§ Work required
Your job is to return every line in the data holding the string "high".

§ Data records
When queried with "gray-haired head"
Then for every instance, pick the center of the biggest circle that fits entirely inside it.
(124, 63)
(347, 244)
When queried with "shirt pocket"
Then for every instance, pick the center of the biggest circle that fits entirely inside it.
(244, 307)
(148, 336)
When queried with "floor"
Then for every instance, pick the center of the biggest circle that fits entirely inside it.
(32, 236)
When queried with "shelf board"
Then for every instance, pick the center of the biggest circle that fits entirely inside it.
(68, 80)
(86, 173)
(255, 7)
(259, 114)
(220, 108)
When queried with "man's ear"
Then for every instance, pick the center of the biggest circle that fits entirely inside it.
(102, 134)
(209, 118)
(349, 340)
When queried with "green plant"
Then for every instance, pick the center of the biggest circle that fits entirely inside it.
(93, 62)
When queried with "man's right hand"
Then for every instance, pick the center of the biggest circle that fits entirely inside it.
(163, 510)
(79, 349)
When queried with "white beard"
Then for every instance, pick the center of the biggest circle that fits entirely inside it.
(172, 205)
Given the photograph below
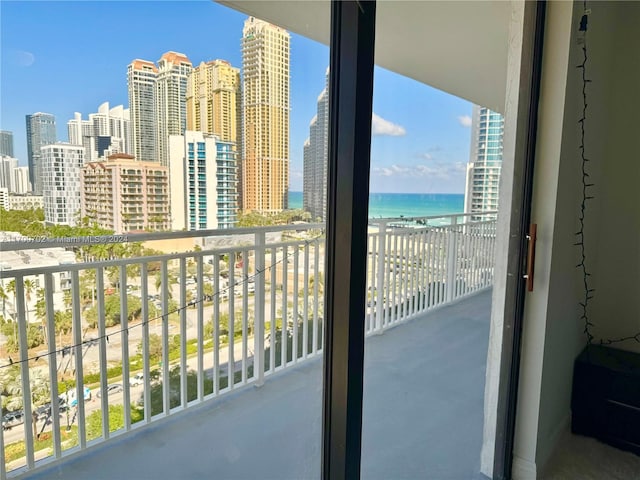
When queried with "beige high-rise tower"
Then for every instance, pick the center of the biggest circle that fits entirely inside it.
(173, 73)
(265, 108)
(213, 100)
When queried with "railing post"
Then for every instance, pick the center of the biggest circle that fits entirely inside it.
(452, 254)
(382, 257)
(258, 355)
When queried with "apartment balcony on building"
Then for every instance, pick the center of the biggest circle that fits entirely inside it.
(428, 287)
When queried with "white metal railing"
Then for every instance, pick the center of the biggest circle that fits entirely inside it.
(201, 323)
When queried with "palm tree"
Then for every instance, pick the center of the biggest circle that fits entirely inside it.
(11, 288)
(29, 287)
(40, 391)
(41, 310)
(3, 297)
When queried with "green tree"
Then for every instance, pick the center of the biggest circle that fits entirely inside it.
(35, 338)
(4, 297)
(29, 287)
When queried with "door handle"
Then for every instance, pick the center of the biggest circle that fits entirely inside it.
(531, 255)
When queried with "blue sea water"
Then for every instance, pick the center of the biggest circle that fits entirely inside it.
(394, 205)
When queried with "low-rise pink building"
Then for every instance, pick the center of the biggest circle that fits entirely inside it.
(125, 195)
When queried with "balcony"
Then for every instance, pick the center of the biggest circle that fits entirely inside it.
(429, 277)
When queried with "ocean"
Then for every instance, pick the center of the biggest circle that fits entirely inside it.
(394, 205)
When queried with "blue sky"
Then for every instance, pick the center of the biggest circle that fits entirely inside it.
(66, 57)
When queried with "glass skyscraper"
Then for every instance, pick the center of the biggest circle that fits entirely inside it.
(41, 131)
(6, 143)
(485, 163)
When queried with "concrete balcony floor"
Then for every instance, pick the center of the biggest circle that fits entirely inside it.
(423, 415)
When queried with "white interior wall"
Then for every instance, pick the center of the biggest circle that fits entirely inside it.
(553, 334)
(564, 337)
(555, 66)
(616, 305)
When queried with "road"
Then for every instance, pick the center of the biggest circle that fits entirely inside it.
(17, 433)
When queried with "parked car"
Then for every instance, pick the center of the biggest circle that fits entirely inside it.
(70, 397)
(111, 389)
(44, 411)
(12, 419)
(137, 379)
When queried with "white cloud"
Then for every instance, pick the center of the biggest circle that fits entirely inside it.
(464, 120)
(23, 58)
(380, 126)
(443, 171)
(383, 172)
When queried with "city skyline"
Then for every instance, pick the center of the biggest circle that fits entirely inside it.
(421, 135)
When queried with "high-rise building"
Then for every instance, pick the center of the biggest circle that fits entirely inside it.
(315, 159)
(203, 182)
(485, 164)
(6, 143)
(41, 131)
(25, 201)
(265, 110)
(7, 164)
(171, 97)
(141, 81)
(61, 165)
(124, 195)
(105, 133)
(213, 100)
(20, 177)
(4, 198)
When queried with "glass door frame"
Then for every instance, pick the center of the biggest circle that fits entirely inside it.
(351, 98)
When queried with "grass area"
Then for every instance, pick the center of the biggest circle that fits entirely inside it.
(16, 450)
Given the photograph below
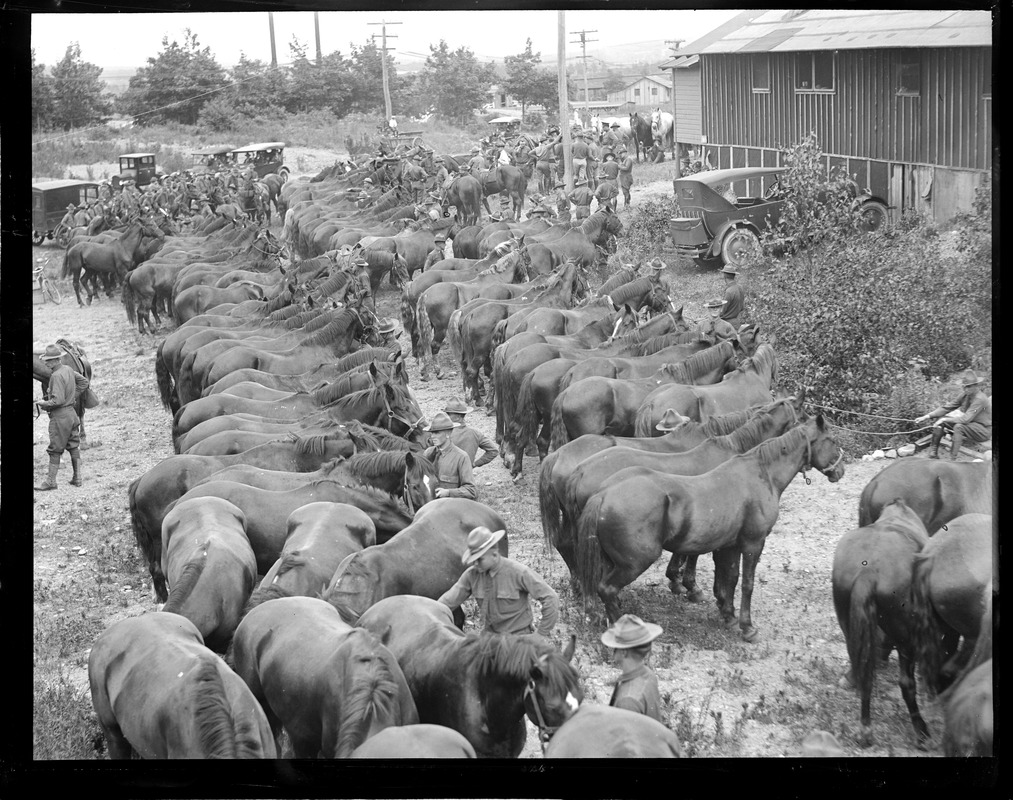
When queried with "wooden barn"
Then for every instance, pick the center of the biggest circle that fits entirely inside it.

§ Response to the exercise
When queried with "beige high-rise tower"
When queried with "high-rise building"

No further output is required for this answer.